=== TO DO ===
Pick up the account below of the Prussian halt near Laval and the Pontmain apparition after its last sentence, and continue it.

=== TEXT UNDER STUDY ===
▼
On the evening of 17 January 1871, the Commander of the Prussian forces, having taken up his quarters at the archiepiscopal palace of Le Mans, told Charles-Jean Fillion, bishop of that diocese:"By this time my troops are at Laval".On the same evening, the Prussian troops in sight of Laval stopped at half-past five o'clock, about the time when the apparition first appeared above Pontmain, a few miles away. General Schmidt is reported to have said on the morning of the 18th:"We cannot go farther. Yonder, in the direction of Brittany, there is an invisible 'Madonna' barring the way."The sudden stopping of the Prussian forces in sight of Laval, and their retirement the following morning, meant, together with the saving of Brittany, the turning back of the tide of conquering soldiery from that part of France. The war was practically at an end. On 23 January 1871, the long-hoped for armistice was signed. Soon, all thirty-eight conscripted men and boys returned home unscathed.
▲
=== RAW DATA ===
▼
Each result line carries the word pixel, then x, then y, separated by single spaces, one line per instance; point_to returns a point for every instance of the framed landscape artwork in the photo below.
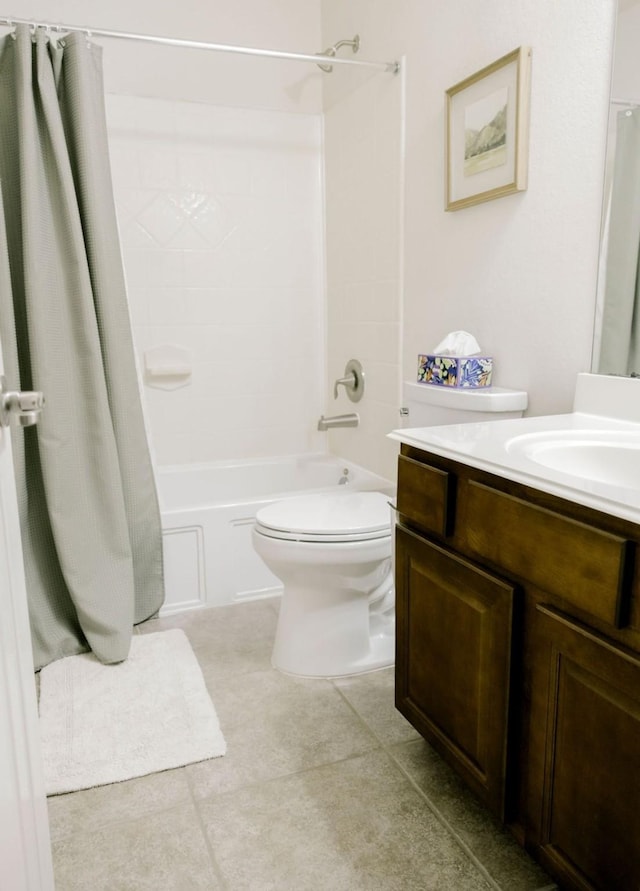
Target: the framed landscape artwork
pixel 487 132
▲
=== EXERCISE OUTPUT ===
==Authorization of Our Lady of Hope==
After that the devotion to the Blessed Virgin under the title of that of Notre Dame d'Esperance de Pontmain, "Our Lady of Hope of Pontmain", was authorized by ecclesiastical authorities, and the confraternity of that name has been extended all over the world.

After the apparition of "Our Lady of Hope" on 17 January 1871, pilgrims made up of both the clergy and the laity came to Pontmain. At the same time, inquiries and investigations were made about the apparition; the visionary children were submitted to various intense interrogations. Finally, on the Feast of the Purification, 2 February 1872, Casimir-Alexis-Joseph Wicart, Bishop of Laval, issued a pastoral letter giving canonical judgment on the apparition. Thus, the veneration of Our Lady of Hope of Pontmain was given official church recognition and approval.

Joseph Barbadette became a priest of the Congregation of the Oblates of Mary Immaculate; his brother Eugène became a secular priest. His housekeeper was one of the girls who had seen the apparition with him, and the other, Jeanne-Marie Lebossé, became a nun.

==Veneration==
In May 1872, Wicart authorized the construction of a shrine, which was consecrated in October 1900. In 1905, Pope Pius X elevated the Sanctuary to the status of a minor basilica.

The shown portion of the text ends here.